§ **Task prompt**:
Go through the listing below and gather every line with the word "front".

§ **Dataset records**:
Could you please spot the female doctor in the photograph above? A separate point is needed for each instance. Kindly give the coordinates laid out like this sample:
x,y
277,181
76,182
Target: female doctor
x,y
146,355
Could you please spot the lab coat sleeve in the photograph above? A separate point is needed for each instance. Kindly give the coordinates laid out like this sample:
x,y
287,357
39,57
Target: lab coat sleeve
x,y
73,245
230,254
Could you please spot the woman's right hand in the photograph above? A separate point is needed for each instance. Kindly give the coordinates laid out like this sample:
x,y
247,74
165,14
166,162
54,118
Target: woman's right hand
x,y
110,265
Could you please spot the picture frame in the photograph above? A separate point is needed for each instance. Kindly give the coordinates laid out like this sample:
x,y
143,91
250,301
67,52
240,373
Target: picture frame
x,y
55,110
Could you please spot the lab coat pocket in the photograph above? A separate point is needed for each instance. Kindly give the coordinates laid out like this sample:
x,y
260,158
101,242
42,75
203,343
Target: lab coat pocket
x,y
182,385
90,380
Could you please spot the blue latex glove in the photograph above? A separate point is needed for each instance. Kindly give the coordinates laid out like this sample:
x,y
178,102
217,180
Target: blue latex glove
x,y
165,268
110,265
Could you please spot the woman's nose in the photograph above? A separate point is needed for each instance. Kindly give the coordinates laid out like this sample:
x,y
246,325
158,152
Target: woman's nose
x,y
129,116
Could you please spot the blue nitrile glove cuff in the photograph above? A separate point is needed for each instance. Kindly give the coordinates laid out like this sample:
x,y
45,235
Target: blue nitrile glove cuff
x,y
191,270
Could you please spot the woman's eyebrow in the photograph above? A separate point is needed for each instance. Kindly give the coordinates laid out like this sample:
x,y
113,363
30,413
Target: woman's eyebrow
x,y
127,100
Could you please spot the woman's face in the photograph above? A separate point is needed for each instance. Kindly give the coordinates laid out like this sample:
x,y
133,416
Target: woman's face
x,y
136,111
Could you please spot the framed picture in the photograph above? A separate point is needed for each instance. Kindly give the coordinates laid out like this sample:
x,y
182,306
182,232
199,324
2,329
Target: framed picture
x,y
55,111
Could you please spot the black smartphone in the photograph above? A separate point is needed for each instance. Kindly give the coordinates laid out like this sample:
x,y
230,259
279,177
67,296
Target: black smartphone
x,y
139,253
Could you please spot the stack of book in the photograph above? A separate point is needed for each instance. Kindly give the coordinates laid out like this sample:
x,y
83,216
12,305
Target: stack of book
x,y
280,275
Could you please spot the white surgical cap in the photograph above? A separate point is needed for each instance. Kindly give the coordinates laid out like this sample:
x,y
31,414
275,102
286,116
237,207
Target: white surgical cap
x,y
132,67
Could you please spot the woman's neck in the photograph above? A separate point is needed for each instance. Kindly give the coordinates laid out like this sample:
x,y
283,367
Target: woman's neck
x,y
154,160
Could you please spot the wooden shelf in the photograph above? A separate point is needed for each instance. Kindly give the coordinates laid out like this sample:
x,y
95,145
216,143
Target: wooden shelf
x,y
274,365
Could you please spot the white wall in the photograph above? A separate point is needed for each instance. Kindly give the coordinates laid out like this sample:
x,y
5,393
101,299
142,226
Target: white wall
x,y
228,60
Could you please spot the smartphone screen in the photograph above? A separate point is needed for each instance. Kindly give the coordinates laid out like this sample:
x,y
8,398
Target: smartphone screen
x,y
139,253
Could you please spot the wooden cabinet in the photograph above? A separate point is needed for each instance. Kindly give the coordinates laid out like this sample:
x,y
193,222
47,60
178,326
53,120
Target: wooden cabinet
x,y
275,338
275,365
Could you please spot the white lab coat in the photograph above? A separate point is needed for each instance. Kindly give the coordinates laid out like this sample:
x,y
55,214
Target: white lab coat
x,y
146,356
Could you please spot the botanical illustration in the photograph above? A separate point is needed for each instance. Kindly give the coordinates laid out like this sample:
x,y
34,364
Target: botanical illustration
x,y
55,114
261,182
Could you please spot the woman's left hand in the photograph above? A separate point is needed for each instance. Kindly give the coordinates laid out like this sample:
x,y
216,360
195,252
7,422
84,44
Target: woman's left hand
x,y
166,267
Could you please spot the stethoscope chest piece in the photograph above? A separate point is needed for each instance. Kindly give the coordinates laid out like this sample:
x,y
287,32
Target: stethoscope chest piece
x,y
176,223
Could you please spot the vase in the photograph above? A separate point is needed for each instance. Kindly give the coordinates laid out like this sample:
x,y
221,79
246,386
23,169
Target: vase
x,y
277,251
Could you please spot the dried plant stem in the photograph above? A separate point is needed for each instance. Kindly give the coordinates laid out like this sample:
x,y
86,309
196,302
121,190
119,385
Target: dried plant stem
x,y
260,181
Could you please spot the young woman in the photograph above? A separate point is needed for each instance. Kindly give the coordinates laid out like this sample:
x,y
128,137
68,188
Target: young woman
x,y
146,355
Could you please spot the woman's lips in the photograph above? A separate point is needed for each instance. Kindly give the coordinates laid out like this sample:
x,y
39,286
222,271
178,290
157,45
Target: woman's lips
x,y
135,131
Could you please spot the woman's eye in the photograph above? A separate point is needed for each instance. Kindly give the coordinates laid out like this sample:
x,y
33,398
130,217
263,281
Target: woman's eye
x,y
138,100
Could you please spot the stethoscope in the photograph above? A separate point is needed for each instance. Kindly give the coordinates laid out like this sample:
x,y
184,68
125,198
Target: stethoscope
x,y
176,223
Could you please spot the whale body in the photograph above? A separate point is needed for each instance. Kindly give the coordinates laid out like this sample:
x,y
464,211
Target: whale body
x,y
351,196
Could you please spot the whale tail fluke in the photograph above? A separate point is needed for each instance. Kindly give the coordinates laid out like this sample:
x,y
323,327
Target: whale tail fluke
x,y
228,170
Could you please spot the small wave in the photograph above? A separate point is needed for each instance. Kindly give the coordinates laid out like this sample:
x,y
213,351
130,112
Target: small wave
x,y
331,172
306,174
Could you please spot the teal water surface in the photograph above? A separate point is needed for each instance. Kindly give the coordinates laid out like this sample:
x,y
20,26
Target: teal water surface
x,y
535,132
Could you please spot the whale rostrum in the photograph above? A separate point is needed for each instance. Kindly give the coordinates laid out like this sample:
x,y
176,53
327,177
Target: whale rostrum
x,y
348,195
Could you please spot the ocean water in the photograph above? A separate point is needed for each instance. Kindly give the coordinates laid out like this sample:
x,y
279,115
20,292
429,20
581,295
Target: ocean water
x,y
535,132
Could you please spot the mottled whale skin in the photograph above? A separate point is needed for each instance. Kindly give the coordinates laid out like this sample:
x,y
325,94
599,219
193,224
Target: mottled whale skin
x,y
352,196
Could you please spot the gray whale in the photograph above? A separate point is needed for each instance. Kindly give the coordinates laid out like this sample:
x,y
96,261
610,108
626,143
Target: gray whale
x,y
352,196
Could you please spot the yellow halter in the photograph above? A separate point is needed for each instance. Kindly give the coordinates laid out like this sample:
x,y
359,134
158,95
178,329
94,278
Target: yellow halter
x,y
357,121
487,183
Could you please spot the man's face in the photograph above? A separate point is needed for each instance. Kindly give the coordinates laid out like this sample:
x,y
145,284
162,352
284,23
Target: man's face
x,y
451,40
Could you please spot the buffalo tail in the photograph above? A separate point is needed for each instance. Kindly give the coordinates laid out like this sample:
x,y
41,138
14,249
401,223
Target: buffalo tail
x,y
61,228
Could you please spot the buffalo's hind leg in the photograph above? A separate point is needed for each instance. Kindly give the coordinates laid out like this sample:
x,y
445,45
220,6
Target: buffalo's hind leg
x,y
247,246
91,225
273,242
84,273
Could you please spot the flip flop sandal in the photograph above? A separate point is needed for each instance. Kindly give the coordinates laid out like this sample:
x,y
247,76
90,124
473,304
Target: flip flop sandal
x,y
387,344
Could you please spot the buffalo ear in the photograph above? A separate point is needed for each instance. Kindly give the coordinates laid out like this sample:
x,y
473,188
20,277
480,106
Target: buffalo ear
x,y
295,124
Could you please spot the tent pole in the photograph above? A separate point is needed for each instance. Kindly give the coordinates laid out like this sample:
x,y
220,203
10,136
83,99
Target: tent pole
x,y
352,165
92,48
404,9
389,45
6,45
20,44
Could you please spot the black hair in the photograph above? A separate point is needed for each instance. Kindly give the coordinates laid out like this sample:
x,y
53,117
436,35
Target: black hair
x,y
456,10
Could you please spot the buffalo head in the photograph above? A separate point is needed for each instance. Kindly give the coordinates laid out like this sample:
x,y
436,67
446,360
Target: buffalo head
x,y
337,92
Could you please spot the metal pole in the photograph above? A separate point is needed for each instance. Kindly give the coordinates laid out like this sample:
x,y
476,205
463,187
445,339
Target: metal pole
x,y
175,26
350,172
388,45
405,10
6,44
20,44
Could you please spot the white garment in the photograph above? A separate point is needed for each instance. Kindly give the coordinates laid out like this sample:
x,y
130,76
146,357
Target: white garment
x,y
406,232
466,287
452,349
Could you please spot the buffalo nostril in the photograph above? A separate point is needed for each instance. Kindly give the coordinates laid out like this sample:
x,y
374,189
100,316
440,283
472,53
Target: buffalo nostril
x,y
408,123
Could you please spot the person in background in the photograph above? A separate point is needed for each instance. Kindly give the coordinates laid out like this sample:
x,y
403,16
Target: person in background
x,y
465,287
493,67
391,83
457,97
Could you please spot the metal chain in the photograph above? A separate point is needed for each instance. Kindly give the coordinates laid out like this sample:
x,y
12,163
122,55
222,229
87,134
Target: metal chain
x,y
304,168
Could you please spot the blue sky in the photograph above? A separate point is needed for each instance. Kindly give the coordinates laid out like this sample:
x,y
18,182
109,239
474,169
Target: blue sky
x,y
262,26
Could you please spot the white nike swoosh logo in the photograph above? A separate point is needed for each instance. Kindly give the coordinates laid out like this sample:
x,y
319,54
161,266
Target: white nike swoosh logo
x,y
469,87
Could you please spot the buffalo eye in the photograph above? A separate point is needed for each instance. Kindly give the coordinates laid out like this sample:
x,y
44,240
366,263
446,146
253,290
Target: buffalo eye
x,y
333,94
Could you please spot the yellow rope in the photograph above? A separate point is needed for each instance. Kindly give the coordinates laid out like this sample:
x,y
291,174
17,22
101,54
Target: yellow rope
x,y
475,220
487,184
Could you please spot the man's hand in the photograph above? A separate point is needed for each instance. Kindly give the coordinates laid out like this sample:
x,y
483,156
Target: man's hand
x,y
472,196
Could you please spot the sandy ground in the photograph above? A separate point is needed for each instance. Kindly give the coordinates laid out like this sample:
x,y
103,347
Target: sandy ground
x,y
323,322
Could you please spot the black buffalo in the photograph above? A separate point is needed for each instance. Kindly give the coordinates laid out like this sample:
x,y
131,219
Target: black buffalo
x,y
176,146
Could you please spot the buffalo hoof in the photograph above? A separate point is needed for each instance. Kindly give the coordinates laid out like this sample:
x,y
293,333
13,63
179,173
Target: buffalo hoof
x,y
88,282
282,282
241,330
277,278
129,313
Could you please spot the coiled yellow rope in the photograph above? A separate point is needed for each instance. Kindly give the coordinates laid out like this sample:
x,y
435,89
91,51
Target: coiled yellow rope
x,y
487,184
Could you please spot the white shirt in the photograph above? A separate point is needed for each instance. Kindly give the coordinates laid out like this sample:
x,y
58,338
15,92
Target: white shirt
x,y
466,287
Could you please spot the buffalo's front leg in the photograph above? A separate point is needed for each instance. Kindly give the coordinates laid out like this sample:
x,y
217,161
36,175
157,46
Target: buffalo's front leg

§ **Response area**:
Could you please spot the buffalo's front leg in the photograph above? A separate point is needed for each instance. Kindly give the coordinates laid out like this sample:
Target: buffalo's front leg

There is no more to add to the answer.